# start of Listing

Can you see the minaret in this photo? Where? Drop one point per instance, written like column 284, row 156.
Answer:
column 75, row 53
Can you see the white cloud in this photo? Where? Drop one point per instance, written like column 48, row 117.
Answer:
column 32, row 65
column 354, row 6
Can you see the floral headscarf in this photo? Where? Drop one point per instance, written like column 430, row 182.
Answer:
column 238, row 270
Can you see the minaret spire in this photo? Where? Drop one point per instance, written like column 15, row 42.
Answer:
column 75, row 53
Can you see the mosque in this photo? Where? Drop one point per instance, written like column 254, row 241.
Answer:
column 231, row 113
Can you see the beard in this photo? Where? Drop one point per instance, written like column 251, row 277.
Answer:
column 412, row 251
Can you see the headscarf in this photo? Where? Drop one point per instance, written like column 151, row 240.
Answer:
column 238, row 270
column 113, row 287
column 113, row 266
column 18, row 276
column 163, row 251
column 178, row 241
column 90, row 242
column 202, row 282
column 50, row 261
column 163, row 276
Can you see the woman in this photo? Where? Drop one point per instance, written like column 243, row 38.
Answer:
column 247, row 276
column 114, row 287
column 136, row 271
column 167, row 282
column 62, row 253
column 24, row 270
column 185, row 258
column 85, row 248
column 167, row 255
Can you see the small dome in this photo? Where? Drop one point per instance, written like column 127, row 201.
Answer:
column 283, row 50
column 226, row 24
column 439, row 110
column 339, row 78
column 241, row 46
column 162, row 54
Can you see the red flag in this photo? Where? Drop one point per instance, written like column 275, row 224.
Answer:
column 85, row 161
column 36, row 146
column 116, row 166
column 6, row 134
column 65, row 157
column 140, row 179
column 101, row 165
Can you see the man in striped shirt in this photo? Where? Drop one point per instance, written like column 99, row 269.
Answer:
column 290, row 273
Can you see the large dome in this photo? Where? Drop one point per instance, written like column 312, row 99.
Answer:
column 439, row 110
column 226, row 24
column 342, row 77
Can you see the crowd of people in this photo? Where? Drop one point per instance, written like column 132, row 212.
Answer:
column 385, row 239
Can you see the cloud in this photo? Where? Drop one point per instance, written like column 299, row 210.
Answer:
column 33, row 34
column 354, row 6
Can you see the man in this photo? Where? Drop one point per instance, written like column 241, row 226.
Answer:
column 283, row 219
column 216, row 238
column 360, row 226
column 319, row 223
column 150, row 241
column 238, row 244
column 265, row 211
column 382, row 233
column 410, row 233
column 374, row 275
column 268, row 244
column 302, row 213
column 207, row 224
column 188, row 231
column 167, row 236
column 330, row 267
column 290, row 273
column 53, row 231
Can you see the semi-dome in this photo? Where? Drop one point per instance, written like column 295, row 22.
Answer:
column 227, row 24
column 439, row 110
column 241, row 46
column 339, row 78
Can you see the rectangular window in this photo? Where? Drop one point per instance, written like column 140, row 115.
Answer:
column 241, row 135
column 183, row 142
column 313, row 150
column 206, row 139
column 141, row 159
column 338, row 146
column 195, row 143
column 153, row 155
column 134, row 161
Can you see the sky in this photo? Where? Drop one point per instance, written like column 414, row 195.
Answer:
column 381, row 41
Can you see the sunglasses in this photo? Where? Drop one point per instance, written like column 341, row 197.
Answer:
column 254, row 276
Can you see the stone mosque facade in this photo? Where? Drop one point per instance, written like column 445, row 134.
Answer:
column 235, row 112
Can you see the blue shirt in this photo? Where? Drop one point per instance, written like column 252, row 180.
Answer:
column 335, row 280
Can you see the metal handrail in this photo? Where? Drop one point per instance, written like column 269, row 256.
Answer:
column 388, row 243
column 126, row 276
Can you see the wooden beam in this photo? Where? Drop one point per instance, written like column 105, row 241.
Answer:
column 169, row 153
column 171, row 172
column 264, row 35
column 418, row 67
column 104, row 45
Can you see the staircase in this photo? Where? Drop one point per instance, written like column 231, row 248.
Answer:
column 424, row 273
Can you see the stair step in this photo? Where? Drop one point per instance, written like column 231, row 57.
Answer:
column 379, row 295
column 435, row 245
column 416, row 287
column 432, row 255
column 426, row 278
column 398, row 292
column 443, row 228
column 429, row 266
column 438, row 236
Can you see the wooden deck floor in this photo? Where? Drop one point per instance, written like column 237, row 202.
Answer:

# end of Listing

**Exercise brief**
Copy out word for word everything from the line containing "Can you see the semi-dome" down to the line containing "column 235, row 112", including both of those lines.

**Finished exercise**
Can you see the semi-dome in this photo? Where? Drop one point per instance, written like column 295, row 22.
Answer:
column 227, row 24
column 439, row 110
column 241, row 46
column 339, row 78
Can you see the rectangular window in this photo? Where? Drop one point per instance, written like column 140, row 115.
Answer:
column 241, row 135
column 183, row 142
column 313, row 150
column 206, row 139
column 141, row 159
column 338, row 146
column 195, row 143
column 153, row 155
column 134, row 161
Can you see the sky in this photo? Where? Drop one point per instance, written like column 414, row 195.
Answer:
column 381, row 41
Can you see the sunglasses in this photo? Where? Drop one point per instance, written like column 341, row 197.
Answer:
column 254, row 276
Can you see the stone mosque facade in this photo? Where? Drop one point per instance, written like column 445, row 134.
Answer:
column 235, row 112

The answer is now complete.